§ **DIRECTIONS**
1. Translate this sentence from the xor checksum text into Spanish: "The nice thing about xor is that the outside bits cannot influence the inside bits."
2. Quote the xor checksum text between "To be sure that" and "that test succeed.", inclusive.
3. Name every header file that the code in the xor checksum text includes.

**** TEXT BLOCK

The above code works by looking at a small "window" of the number in each line. One after another, the digit pairs are shifted into that "window" and xored to form the final result. It basically looks like this:

AABBCCDDEEFF   <- the number
00AABBCCDDEE   <- the number, shifted by 8 bits to the right
        00AA   <- the number, shifted by 40 bits to the right

          **
          AABBCCDDEEFF    40 bits
        AABBCCDDEEFF      32 bits
      AABBCCDDEEFF        24 bits
    AABBCCDDEEFF          16 bits
  AABBCCDDEEFF             8 bits
AABBCCDDEEFF               0 bits
          **

The small part between the asterisks is the interesting part of the "window", which will form the final result. Outside this window, the bits also take part in the computation, but they will be ignored. The nice thing about xor is that the outside bits cannot influence the inside bits. This is different from the usual integer addition or subtraction.

After xoring all the shifted numbers, the interesting part of the window is extracted using & 0xFF. In the first attempt I used an unsigned char xored, but then I realized that it might be larger than 8 bits. It seemed clever at first but really wasn't. I could have used uint8_t, which would have worked as well. Which one is better depends on the generated machine code. When you have learned assembler, you can look at the generated code and compare them.

What's left now is some error checking. Your code silently assumes that it will only be passed valid data, that is a 12-digit hex number. It's not that difficult to add the missing error handling:

#include <ctype.h>
#include <stdbool.h>
#include <stdlib.h>
#include <string.h>

bool checksum(const char *card) {
    if (strlen(card) != 12) {
        return false;
    }

    // Make sure that the whole card number looks like a hex number.
    char *end;
    unsigned long long int num = strtoull(card, &end, 16);
    if (end != card + 12) {
        return false;
    }

    // Make sure the first character is not a space or hyphen or plus,
    // which would be accepted by strtoull.
    if (!isxdigit((unsigned char)card[0])) {
        return false;
    }

    // Make sure the second character is not an x, since 0x would be
    // interpreted as "hex" by strtoull.
    if (!isxdigit((unsigned char)card[1])) {
        return false;
    }

    unsigned long long int xored = 0;

    xored ^= num >> 40;
    xored ^= num >> 32;
    xored ^= num >> 24;
    xored ^= num >> 16;
    xored ^= num >> 8;
    xored ^= num;

    return (xored & 0xFF) == 0;
}

To be sure that the above code is correct, you must think of a whole bunch of test cases. One test case is definitely not enough since a simple return true would have made that test succeed.

********
**** EXTRACTED DATA

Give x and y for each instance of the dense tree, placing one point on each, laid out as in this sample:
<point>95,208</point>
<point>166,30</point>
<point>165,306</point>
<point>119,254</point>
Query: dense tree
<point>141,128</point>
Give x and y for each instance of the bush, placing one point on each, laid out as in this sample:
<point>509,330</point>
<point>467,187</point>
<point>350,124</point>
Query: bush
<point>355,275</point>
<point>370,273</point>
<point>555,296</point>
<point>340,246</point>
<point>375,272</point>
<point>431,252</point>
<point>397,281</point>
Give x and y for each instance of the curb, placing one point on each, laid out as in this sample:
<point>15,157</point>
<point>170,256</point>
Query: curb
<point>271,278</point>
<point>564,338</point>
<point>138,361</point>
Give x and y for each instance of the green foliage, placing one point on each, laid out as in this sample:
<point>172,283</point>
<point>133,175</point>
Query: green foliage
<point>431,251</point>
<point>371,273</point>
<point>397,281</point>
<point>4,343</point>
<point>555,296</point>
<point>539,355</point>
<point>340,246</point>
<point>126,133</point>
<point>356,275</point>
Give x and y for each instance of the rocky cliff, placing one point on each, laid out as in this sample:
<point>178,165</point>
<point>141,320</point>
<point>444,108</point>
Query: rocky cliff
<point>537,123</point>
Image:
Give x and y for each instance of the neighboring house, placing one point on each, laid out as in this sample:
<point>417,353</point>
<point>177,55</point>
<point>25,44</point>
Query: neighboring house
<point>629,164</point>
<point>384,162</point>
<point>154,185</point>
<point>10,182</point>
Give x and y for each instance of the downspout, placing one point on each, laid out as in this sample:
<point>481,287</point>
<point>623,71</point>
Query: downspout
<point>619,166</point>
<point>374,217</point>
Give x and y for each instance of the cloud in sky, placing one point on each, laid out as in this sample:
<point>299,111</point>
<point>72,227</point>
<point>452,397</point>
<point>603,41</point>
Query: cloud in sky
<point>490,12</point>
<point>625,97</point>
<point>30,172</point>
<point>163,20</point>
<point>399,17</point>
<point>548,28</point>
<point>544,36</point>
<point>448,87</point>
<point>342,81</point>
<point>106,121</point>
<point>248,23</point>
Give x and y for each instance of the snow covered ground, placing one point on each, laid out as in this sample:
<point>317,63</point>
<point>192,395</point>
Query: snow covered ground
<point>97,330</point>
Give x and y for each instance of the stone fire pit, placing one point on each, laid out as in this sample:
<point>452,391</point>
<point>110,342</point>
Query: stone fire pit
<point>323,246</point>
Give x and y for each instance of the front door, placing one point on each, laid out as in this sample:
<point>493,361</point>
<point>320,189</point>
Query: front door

********

§ **RESULTS FOR EACH TASK**
1. Lo bueno de xor es que los bits exteriores no pueden influir en los bits interiores.

2.
To be sure that the above code is correct, you must think of a whole bunch of test cases. One test case is definitely not enough since a simple return true would have made that test succeed.

3.
ctype.h
stdbool.h
stdlib.h
string.h